Espionage Intelligence Writeup

Summary

Espionage Intelligence was an HTB CTF challenge centered around abusing an Operator Wiki RAG pipeline that ranked documents by semantic similarity while failing to properly enforce clearance boundaries. Starting with a standard HUMINT operator account, the objective was to perform reconnaissance of the semantic space, extract sensitive information useful for lateral movement, escalate privileges, and ultimately access advanced leader-only agentic analytics.

Challenge Description

Scenario

We have breached the Cipher Cell intranet, the Directorate 9 sub-unit responsible for Korvian foreign intelligence collection. Currently, you only possess a standard HUMINT operator login: operator-h2049 / HUMINT-2049-VEIL-9X4.

The Espionage Intelligence platform drives an Operator Wiki RAG pipeline that retrieves doctrine documents based on conceptual similarity. It prioritizes mathematical relevance over strict clearance boundaries.

Perform reconnaissance of the semantic space and check whether there is anything sensitive that could provide us with higher-level access. Our intelligence suggests that the leaders can access advanced agentic analytics, and we must get our hands on that data.

Find a way to breach the server by moving laterally and gaining more privileges along the way.

Objective

The initial foothold was a low-privileged HUMINT operator account:

Username: operator-h2049
Password: HUMINT-2049-VEIL-9X4

The goal was to move from the standard operator access level to a higher-privileged context where the advanced agentic analytics data could be accessed.

Initial Reconnaissance

Using the credentials provided in the challenge description, we logged in as the low-privileged HUMINT operator.

operator-h2049 / HUMINT-2049-VEIL-9X4

After authentication, the application loaded the Operator Wiki RAG interface. The account banner confirmed that the session belonged to operator-h2049 with HUMINT and STANDARD clearance labels.

Operator Wiki RAG

The main feature exposed to the operator was a search/chat bar backed by a RAG pipeline. Asking questions returned a generated answer along with the source documents used to produce that answer. This became the first useful reconnaissance angle: even when the answer did not directly reveal sensitive data, the references disclosed document titles and document IDs.

For example, asking about the operator access key format returned a normal answer but also referenced multiple internal documents:

• ESP-008 - Cipher Cell Authentication and Password Policy
• ESP-023 - Credential Vault Access Standard Operating Procedure
• ESP-003 - Operator Clearance Level Definitions

RAG Pipeline Behavior

The RAG interface was intended to behave like a controlled wiki, but the source reference behavior leaked the backing document structure. Clicking or opening a source showed that documents were fetched as PDFs from a predictable endpoint.

Referenced PDF

Looking through Burp history showed the direct document fetch pattern:

Burp history

The interesting request was:

GET /api/documents/ESP-008/pdf HTTP/1.1
Host: 154.57.164.79:31912

This gave us a predictable naming scheme: ESP-<number>. Since the source IDs were three-digit values, we used Burp Intruder to enumerate the document namespace.

SOURCE EXCERPT:
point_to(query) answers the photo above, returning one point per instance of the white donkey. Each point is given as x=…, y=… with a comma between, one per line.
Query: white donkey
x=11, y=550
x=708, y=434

DO THIS:
Please carry on the Espionage Intelligence writeup from its last sentence, in the same style.

WRITTEN RESPONSE:
The Intruder payload position was placed over the numeric part of the document ID:

GET /api/documents/ESP-§008§/pdf HTTP/1.1
Host: 154.57.164.79:31912

The payload was configured as a sequential numeric range from 000 to 999, padded to three digits.

Burp Intruder setup

The results quickly separated valid and invalid document IDs. Valid documents returned 200, while missing IDs returned 404.

Document enumeration results

This was the first major weakness in the challenge: the application exposed direct document retrieval by predictable ID. The RAG system was leaking the ID format, and the document endpoint allowed broad enumeration from a standard operator session.

Lateral Movement

After downloading the available PDFs, one document stood out: ESP-019 - CYBERINT Field Operator Roster - Classified.

The document contained a warning that it should not have been included in the RAG corpus:

TLP-RED: DO NOT train the RAG system on this document.

More importantly, it disclosed an elevated CYBERINT section lead account:

Operator ID: operator-c7311
Access Key: CYBERINT-7311-CIPHER-3M8
Clearance:   ELEVATED
Authority:   Section Lead, CYBERINT Division

Elevated credentials leaked from indexed document

The note at the bottom of the roster also explained why this account mattered: section lead credentials granted access to the RAG Management Console under Directive 7311. This gave us a clear lateral movement path from the original HUMINT standard operator account to an elevated CYBERINT account.

Privilege Escalation

Using the newly discovered CYBERINT section lead credentials, we logged back into the application as the elevated user.

operator-c7311 / CYBERINT-7311-CIPHER-3M8

The new session exposed an additional tab: RAG Management Console. This confirmed that the leaked roster was actionable and that operator-c7311 had higher privileges than the original HUMINT operator.

Elevated CYBERINT access

The management console listed the indexed ESP documents and provided an upload workflow for adding new documents to the RAG corpus. This changed the attack surface from passive document retrieval to active corpus manipulation.

Document upload form

The document registry also exposed an important ingestion rule:

Submissions whose description is too similar to an existing document are rejected under Directive 7311 uniqueness rules.

This meant we could not simply upload an identical copy of an existing document and expect it to be indexed. The platform embedded the submitted description and compared it against existing document descriptions using similarity scoring.

Directive 7311 and Upload Constraints

One relevant document was ESP-017 - Directive 7311 Compliance Framework. It described CYBERINT vector-index maintenance rules and reinforced that RAG index changes were governed by Directive 7311.

ESP-017 Directive 7311

The practical effect appeared during upload testing. When we tried to forge a document too close to the original ESP-020, the platform rejected it because the cosine similarity exceeded the allowed threshold.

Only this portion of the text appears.